» Set exercise A
In two sentences, summarize the Corotop contract terms.
» Set exercise B
Answer these questions from the Corotop contract terms:
(i) In case of doubt, what is deemed the place of performance of the agreement?
(ii) At what web address can information about Corotop's processing of personal data be found?
(iii) Which anti-corruption code must the Buyer familiarize itself with and comply with?
» Set exercise C
Write the next part of the Corotop contract terms, starting after the last provision.

» Page excerpt
------------------------------

13. APPLICABLE LAW AND JURISDICTION
- The substantive and procedural law of the Republic of Poland applies to the agreements.
- In case of any doubt, the registered office of Corotop shall be deemed to be the place of performance of the agreement.
- The competent court for disputes arising in connection with the agreements shall be the Common Court of the Republic of Poland with jurisdiction over Corotop’s registered office.
- The application of the United Nations Convention on Agreements for the International Sale of Goods, executed in Vienna on 11 April 1980, shall be excluded.
14. PERSONAL DATA
- The controller of the personal data provided in connection with the agreement is Corotop.
- Any personal data provided in relation to the agreement will be processed solely for the purposes of its performance.
- Information about Corotop’s processing of personal data can be found at: https://corotop.com.pl/en/personal-data/ .
- Corotop S.A. obliges the Buyer to immediately communicate the information clause concerning the processing of personal data by Corotop to all persons whose data will be made available in connection with this agreement.
15. ANTI-CORRUPTION CLAUSE
- The Buyer is obliged to familiarise itself with the current Kingspan Group Anti-Corruption Code, available at https://www.Corotop.com.pl, and to comply with its provisions.
- The Buyer undertakes to ensure that the provisions of the Anti-Corruption Code, as indicated in the Code, are also observed by all subcontractors and further suppliers used in the performance of the agreement.
16. FINAL PROVISIONS
- The transfer of any rights or obligations under the agreement shall only be permissible with the prior express written consent of Corotop, otherwise being null and void.
- Corotop is entitled to claim damages in excess of the stipulated contractual penalties.
- Corotop reserves the right to make changes to the specifications of the Goods insofar as this is necessary to comply with legal obligations, to improve the quality or safety of the Goods, to reduce the negative environmental impact of the Goods and otherwise that do not materially affect the quality and functionality of the Goods.

------------------------------

[Dataset records]
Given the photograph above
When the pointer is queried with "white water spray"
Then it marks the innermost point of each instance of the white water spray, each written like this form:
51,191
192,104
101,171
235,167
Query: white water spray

------------------------------

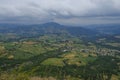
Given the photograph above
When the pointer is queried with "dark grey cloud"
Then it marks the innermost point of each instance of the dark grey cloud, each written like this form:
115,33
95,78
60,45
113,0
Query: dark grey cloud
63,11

------------------------------

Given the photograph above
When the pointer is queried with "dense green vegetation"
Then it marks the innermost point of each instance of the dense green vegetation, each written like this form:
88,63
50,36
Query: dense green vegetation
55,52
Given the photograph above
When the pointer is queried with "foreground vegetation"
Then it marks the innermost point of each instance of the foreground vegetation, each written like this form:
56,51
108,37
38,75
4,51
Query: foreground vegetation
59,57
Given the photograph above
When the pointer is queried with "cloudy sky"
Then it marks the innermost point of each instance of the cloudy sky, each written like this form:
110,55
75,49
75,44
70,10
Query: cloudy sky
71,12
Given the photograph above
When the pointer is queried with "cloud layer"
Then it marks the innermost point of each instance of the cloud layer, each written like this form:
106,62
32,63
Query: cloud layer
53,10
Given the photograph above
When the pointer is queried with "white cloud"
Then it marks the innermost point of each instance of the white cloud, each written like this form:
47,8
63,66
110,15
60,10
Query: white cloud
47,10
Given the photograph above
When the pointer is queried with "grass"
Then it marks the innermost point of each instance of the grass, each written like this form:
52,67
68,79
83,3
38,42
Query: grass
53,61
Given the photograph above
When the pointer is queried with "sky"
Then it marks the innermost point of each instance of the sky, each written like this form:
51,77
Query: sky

------------------------------

» Task response A
Agreements with Corotop are governed by Polish law, disputes go to the Polish common court with jurisdiction over Corotop's registered office, and the 1980 Vienna sales convention does not apply. Corotop controls personal data and processes it only to perform the agreement, the Buyer must comply with the Kingspan Group Anti-Corruption Code and ensure its subcontractors and suppliers do as well, and any rights or obligations may be transferred only with Corotop's prior express written consent.

» Task response B
(i) Corotop's registered office.
(ii) https://corotop.com.pl/en/personal-data/
(iii) The current Kingspan Group Anti-Corruption Code.

» Task response C
- Corotop reserves the contractual right to withdraw from the agreement or any part of it, against payment of a derogation amounting to 10% of the net value of the Goods concerned.
- The contractual right of Corotop to withdraw from the agreement, as defined in the GTCS or in the agreement, may be exercised by Corotop within 365 days from the conclusion of the agreement or confirmation of the order by Corotop, no later than the date of receipt of the Goods by the Buyer and payment of the sale price for the Goods.
- Unless the agreement provides otherwise, the Buyer shall be responsible for complying with all legal requirements relating to the import or export of the Goods, including the payment of any related fees.
- In the event of violations by the Buyer, Corotop shall be entitled to exercise its rights as set out in the GTCS, without the Buyer having to be notified in advance and granted additional deadline.
- The written form in the GTCS shall be reserved in each case under pain of nullity.
- Should one or more provisions of the GTCS prove to be ineffective or invalid, the effectiveness of the remaining provisions shall not be affected thereby. The Parties undertake in such a case to replace the ineffective provision with one that comes closest to the economic and actual purpose of the ineffective provision.
- Each Party is obliged to inform the other Party of any change of its address. In the absence of such information, the last known address shall be deemed correct for any service.